*** Block opens ***

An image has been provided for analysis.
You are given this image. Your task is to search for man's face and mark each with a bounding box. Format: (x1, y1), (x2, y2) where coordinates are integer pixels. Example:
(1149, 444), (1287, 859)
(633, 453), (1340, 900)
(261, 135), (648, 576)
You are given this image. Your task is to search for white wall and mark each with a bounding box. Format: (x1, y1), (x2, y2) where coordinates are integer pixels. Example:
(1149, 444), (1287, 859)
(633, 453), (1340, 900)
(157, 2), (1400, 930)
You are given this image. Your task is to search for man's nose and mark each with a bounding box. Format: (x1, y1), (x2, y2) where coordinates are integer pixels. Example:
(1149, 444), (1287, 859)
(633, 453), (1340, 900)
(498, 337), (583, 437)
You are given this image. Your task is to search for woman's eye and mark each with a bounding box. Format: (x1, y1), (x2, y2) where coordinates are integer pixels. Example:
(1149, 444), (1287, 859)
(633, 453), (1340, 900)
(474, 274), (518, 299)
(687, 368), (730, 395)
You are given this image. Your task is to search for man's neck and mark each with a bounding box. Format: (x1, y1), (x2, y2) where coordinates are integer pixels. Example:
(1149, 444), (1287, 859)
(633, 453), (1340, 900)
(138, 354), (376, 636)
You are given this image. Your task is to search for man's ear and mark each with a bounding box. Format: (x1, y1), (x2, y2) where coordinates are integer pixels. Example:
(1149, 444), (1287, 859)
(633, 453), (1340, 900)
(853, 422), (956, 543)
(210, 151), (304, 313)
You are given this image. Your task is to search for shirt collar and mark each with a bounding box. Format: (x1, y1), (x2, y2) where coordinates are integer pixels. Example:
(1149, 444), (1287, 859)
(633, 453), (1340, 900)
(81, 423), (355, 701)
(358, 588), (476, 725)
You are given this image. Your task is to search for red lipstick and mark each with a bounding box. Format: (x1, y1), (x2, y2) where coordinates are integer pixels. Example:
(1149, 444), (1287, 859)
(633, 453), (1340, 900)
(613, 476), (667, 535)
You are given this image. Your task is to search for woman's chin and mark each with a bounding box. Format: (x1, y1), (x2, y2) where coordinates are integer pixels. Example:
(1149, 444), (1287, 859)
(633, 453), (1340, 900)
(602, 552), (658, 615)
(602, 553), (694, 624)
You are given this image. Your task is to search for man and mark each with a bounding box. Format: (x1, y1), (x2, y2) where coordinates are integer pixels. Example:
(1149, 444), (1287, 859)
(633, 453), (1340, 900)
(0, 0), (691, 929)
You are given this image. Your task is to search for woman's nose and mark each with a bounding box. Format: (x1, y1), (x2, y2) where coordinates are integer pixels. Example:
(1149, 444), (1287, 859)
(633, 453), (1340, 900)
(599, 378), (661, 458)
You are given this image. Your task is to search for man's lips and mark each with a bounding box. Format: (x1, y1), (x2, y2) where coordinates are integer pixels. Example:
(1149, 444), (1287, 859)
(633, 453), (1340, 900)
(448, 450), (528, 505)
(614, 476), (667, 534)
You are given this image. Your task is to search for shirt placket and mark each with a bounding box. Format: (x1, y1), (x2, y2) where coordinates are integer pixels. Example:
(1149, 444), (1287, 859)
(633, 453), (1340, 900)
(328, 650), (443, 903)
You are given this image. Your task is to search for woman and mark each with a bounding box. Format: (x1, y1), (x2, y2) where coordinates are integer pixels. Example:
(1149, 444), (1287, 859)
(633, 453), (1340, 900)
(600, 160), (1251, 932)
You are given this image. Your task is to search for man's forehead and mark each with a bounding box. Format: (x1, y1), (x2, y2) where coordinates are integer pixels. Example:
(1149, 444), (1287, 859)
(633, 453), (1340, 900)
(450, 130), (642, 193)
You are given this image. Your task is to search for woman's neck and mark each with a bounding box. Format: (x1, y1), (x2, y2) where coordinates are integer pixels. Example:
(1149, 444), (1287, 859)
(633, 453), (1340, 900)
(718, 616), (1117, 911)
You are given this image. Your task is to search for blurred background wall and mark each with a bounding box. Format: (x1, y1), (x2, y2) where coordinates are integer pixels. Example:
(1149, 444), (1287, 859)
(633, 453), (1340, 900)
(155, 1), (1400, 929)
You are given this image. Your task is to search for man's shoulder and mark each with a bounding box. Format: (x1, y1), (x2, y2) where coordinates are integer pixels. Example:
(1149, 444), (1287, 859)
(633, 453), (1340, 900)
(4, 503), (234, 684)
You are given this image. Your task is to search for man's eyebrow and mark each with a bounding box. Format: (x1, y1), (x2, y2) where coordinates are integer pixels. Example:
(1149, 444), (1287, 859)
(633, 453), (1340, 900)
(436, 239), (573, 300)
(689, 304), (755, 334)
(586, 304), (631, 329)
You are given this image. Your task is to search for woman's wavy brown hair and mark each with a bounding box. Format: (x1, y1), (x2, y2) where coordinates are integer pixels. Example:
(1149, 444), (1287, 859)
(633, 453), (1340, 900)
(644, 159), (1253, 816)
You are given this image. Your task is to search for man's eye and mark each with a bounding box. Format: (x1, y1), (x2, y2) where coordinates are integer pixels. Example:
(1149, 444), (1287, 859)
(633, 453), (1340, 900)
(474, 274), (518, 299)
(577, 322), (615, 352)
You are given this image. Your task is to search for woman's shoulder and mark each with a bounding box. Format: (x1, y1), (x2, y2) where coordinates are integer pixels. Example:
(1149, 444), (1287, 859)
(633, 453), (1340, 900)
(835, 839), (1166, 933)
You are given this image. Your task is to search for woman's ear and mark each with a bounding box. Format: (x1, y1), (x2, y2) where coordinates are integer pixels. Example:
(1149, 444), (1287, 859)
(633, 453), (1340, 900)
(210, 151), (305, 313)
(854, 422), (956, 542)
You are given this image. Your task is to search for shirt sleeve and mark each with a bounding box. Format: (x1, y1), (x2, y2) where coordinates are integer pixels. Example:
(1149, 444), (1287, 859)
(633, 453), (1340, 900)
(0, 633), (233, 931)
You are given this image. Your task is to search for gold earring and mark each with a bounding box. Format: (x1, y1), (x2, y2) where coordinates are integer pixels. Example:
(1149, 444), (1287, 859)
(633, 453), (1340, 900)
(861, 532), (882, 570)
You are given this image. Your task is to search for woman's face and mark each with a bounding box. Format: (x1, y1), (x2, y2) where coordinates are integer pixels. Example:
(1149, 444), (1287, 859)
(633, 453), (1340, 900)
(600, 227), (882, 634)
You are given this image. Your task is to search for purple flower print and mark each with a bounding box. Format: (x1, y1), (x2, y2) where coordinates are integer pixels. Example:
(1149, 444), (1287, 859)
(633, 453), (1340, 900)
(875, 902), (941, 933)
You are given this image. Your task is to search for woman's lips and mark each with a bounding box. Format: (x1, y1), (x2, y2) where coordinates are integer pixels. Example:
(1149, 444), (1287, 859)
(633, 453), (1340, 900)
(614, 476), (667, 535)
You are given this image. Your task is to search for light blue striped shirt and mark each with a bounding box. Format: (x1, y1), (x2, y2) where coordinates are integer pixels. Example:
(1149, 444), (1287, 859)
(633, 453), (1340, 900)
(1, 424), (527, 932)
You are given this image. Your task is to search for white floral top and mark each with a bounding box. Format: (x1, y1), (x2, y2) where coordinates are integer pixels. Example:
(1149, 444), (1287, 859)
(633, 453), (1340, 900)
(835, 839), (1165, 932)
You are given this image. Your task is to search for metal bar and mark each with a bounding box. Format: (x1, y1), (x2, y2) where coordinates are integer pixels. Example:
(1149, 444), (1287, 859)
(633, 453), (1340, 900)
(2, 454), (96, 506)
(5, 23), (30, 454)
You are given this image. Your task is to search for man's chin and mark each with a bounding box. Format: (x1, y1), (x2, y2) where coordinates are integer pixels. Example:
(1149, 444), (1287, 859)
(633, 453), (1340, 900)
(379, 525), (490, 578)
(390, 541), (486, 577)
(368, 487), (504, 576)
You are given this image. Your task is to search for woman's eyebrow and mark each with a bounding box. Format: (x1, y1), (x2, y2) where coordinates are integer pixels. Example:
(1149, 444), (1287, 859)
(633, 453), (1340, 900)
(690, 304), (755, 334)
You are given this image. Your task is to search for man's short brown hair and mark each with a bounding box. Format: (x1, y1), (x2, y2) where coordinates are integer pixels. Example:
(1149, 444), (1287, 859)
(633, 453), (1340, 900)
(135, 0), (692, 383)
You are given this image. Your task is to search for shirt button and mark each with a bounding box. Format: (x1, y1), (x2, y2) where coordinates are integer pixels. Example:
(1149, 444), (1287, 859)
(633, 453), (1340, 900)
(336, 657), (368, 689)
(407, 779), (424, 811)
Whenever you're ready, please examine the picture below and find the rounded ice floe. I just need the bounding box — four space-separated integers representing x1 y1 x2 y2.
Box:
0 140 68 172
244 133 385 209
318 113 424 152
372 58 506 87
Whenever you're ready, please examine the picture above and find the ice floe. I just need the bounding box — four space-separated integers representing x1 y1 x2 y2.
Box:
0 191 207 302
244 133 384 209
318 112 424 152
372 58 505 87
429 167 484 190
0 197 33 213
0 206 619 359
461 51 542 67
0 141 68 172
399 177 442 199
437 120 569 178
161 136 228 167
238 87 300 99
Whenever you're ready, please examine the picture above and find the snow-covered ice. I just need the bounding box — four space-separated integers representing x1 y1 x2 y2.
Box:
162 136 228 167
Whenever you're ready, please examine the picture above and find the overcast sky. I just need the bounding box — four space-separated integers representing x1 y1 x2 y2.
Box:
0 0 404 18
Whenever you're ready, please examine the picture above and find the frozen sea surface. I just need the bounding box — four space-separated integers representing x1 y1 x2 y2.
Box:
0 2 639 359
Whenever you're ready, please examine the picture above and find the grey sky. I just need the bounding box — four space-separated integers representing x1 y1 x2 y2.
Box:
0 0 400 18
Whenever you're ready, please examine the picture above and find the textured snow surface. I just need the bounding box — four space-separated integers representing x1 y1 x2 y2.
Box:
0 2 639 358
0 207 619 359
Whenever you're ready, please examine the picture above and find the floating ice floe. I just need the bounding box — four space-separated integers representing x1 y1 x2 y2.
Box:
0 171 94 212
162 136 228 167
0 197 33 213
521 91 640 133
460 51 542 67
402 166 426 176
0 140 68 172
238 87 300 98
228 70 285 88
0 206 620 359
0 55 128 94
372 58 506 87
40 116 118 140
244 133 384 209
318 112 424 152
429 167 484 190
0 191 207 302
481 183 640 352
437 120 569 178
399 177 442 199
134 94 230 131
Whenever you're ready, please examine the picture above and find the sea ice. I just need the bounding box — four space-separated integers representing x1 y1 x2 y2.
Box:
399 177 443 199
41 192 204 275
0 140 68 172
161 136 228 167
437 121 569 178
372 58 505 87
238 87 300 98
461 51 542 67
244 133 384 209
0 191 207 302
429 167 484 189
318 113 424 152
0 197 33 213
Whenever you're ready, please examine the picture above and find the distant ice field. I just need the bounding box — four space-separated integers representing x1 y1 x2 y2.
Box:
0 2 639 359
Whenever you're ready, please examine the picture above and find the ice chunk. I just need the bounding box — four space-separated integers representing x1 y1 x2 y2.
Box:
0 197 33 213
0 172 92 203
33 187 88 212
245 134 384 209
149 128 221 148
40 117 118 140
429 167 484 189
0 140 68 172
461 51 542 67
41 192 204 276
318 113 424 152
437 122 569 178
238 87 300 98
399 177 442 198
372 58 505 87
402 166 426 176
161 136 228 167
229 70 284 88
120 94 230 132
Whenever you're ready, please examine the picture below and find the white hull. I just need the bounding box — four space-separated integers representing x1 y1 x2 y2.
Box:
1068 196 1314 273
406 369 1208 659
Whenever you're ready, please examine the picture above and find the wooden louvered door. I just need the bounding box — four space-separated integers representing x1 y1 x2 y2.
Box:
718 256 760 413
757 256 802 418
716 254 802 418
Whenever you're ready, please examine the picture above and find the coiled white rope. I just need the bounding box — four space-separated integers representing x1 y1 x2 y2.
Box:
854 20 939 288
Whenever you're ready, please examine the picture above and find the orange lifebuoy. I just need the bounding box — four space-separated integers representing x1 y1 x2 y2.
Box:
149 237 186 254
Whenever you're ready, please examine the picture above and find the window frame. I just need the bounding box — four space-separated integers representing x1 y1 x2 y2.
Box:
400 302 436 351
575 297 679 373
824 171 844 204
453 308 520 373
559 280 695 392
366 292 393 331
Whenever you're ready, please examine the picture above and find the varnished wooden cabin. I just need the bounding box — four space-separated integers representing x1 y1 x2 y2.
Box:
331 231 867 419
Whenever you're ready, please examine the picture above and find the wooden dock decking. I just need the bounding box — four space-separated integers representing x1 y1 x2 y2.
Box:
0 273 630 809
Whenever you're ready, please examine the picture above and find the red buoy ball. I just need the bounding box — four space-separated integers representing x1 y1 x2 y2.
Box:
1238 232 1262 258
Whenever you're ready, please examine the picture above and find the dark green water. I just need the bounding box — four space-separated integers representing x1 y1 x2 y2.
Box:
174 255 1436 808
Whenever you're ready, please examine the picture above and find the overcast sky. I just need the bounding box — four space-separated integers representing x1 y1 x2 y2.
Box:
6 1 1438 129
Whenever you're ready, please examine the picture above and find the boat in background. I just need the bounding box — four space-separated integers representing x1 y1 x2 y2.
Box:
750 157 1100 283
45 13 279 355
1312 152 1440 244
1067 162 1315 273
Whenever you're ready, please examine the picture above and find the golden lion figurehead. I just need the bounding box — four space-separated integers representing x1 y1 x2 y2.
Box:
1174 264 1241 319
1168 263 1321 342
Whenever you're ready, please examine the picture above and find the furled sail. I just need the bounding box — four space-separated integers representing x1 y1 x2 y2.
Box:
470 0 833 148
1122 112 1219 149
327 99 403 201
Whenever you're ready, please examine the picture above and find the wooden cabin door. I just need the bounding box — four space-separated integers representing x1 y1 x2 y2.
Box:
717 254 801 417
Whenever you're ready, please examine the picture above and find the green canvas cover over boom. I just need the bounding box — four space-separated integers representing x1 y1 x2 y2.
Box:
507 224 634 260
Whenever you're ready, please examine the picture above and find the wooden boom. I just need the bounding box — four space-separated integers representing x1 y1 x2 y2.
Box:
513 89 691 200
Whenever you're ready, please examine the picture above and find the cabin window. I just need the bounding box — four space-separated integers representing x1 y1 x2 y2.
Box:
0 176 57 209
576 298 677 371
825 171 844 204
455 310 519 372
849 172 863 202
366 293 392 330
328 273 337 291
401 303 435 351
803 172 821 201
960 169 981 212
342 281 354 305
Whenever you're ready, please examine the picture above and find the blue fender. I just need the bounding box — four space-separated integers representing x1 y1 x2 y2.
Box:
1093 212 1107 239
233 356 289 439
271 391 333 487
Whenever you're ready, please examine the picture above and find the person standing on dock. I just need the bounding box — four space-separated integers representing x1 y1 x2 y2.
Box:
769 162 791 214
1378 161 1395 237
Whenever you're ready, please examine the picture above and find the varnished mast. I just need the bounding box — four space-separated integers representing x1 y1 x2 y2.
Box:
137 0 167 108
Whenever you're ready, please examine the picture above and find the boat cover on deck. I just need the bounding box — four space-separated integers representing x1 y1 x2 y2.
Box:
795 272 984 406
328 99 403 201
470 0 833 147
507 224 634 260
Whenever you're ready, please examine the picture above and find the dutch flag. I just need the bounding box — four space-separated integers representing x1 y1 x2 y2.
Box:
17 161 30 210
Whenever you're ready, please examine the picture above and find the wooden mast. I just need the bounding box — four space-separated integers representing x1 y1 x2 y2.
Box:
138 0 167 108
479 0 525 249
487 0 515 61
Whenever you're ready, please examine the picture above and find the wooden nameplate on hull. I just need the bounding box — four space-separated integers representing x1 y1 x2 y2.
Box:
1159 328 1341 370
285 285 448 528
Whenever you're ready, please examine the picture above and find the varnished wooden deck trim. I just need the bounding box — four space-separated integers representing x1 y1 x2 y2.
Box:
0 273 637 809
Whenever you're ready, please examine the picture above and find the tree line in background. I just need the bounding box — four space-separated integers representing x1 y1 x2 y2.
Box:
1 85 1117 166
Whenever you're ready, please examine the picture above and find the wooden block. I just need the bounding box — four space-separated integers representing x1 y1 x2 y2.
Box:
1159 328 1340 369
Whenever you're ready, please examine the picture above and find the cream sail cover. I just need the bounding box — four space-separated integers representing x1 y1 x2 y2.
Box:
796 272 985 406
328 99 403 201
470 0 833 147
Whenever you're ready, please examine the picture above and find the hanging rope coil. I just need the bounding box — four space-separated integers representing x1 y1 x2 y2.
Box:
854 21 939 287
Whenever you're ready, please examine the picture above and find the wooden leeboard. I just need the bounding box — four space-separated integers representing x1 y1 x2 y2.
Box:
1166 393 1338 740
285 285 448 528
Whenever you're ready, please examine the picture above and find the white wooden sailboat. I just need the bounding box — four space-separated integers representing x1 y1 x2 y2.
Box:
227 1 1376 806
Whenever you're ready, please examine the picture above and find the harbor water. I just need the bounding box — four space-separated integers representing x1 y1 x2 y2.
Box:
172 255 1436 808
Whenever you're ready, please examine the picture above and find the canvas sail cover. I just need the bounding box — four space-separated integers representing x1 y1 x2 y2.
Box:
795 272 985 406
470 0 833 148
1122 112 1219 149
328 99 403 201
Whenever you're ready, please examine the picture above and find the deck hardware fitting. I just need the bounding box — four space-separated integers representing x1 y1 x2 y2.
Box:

*** Block closes ***

Report the number of lines in the records that include the string "eyebrow", and write no other words.

→ Final answer
2